■ **Task requirements**
Restate word for word the lines of the entries below, starting with the line that holds "Target: light wood floor" and ending with the line that holds "Target: drawer pull", and no others.

■ **Natural language region descriptions**
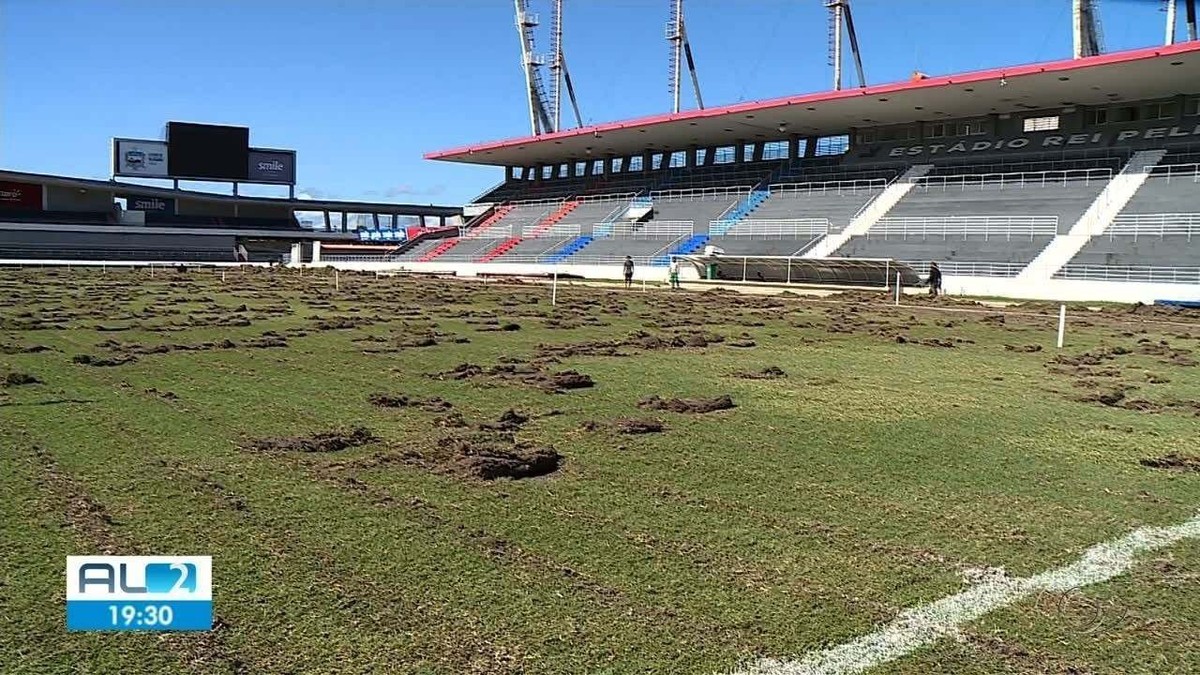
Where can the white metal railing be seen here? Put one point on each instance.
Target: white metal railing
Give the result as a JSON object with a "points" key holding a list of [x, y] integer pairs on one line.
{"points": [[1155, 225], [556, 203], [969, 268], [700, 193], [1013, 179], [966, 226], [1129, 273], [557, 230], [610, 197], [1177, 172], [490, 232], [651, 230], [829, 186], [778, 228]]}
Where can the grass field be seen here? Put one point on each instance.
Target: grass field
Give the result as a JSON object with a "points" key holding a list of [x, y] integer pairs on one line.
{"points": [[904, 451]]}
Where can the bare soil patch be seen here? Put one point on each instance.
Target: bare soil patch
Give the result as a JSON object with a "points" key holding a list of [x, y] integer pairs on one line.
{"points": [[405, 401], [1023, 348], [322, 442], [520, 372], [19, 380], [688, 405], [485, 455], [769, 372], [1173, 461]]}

==

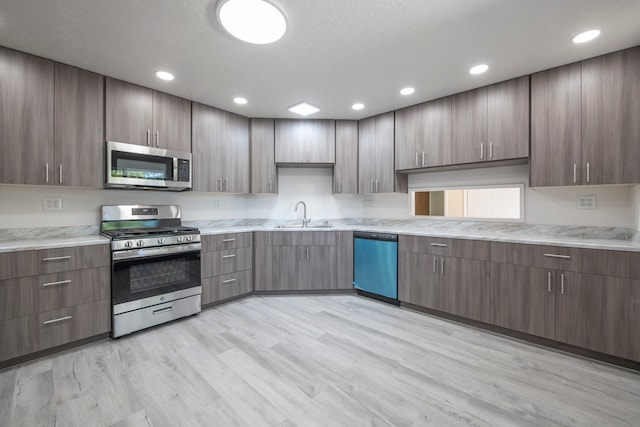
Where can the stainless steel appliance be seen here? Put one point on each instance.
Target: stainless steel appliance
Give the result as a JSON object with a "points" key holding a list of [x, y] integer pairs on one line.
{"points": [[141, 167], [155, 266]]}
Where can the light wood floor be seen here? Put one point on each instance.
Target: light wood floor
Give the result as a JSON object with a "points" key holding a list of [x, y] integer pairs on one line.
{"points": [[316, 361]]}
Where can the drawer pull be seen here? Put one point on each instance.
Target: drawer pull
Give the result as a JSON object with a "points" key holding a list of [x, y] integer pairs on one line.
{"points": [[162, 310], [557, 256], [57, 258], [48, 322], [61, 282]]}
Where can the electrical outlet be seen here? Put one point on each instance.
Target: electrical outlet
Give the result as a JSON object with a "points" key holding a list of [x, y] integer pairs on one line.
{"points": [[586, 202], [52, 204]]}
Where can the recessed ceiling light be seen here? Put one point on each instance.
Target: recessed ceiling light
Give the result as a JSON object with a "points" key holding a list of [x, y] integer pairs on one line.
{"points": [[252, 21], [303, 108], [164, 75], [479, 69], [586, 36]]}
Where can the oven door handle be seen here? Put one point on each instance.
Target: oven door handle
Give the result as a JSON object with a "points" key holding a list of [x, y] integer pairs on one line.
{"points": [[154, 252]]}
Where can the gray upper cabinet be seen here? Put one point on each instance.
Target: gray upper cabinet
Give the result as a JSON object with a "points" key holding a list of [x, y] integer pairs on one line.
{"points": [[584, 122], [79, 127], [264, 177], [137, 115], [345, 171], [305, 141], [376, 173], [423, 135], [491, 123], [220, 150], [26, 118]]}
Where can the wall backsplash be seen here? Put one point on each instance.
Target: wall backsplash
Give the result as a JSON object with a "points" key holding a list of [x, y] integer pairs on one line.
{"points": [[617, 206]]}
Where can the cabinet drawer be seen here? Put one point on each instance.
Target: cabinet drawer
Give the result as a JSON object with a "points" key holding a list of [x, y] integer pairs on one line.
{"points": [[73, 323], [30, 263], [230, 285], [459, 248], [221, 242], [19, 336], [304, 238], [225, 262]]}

■ **Solution**
Target: light wood floor
Give the result as a JSON object with a "points" key holding a list of [x, y] integer pairs on one line.
{"points": [[316, 361]]}
Where can the drawer pull be seen here? Put one point on each instance.
Target: drawer pull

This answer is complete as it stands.